Work to be completed =>
Please switch every "Indicate" in the records below to "Mark" and write the records out again with nothing else changed. Leave the pictures out.

Data provided =>
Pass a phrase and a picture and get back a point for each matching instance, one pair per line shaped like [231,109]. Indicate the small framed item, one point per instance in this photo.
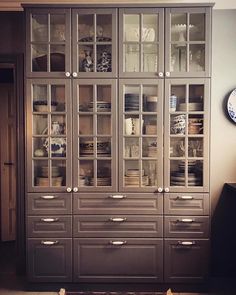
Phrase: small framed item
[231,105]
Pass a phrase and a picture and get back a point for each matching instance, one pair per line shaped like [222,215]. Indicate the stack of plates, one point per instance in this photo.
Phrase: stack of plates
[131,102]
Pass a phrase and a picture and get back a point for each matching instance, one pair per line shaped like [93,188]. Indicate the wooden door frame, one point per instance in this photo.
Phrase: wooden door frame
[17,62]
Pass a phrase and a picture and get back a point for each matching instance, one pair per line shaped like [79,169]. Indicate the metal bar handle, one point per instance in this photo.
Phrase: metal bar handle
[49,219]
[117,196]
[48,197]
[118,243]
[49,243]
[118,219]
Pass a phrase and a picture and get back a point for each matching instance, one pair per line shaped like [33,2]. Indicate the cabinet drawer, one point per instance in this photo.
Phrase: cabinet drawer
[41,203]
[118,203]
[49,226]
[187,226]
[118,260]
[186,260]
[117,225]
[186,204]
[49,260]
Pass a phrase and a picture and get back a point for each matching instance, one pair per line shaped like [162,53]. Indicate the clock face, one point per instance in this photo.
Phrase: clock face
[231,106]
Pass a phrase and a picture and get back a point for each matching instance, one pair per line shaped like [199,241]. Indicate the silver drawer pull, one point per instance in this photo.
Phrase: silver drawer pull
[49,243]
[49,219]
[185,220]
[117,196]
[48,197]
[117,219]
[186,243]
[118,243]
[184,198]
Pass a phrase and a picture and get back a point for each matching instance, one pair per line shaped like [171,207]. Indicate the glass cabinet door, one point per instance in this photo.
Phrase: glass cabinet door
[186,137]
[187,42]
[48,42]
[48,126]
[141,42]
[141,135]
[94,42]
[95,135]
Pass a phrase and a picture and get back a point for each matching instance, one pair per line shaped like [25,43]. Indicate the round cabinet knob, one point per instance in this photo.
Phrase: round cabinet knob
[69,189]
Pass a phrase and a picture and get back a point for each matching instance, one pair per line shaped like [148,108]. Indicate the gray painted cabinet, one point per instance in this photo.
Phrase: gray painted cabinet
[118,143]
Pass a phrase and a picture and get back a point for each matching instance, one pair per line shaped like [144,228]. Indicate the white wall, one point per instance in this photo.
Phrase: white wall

Task answer =>
Pass a phrase and a picture and get back a point for each matching instance, one pair per line shaped like [231,109]. Mark the small framed item, one point per instance in this photo.
Phrase: small framed item
[231,105]
Pass a phrase and a picture and get back a point for each matching instance, one pair per line shaped like [222,215]. Mark the stack of plates, one point per instance in this photo.
Phrase: stack of plates
[131,102]
Pass a phrase and a picture and get back a point for each matching instance, one pair per line shaped like [93,188]. Mark the wooden door frame, one point per instance in this photo.
Phrase: wooden door frame
[17,62]
Pass a phrase and a picture and get back a point for each matching instance, one pair per line shaped like [79,169]. Mark the metal bar handle, one point per instance in this photo.
Phrase: metal bar handle
[49,219]
[117,196]
[48,197]
[118,243]
[49,243]
[118,219]
Pass a phrase and a picture and get back a point for each matching instance, one pair per line shaped like [33,2]. Mark the cabinet drawer, one point per instance in this photo.
Phrase: cabinet drawer
[41,203]
[118,203]
[49,226]
[187,226]
[118,260]
[186,260]
[117,225]
[186,204]
[49,260]
Pass a phrase and a picture and get back a point for each matching instance, one pair per line shaped like [162,53]. Mark the clock face, one point per instance in this photo.
Phrase: clock face
[231,106]
Pass a phrase and a picture and get back a point for each matching instance, one pair per line shaped like [199,241]. Mark the silver drawer pull, one point per instance in this photo.
Phrase: silver drawer pull
[49,243]
[49,219]
[185,220]
[117,196]
[48,197]
[117,219]
[186,243]
[118,243]
[184,198]
Pass a phrase and a picture and get back a point for each matching instance, one pair per line shaped like [171,207]. Mark the glass cabinet door, one point per instance in this photo.
Phrase: glass cabinet door
[186,137]
[187,42]
[48,42]
[48,126]
[141,42]
[141,135]
[94,42]
[95,135]
Pass a phrase and a picture and get back a point for each matching instance, one pair per line shaped like [25,43]. Mark the round cabinet knob, one point per instance in this photo.
Phrase: round cabinet knob
[69,189]
Pass a phrase and a picture and get back a point for each matching instance, one pair per line shaped like [148,108]. Mark the gray painted cabinet, one point per instance in this photo.
Phrase: gray painted cabinet
[118,143]
Pass a phrase and a picture and get back a point for each matching instance, one pair per line shaped like [144,228]. Mark the white wall, one point per instance in this photo.
Phrase: white wall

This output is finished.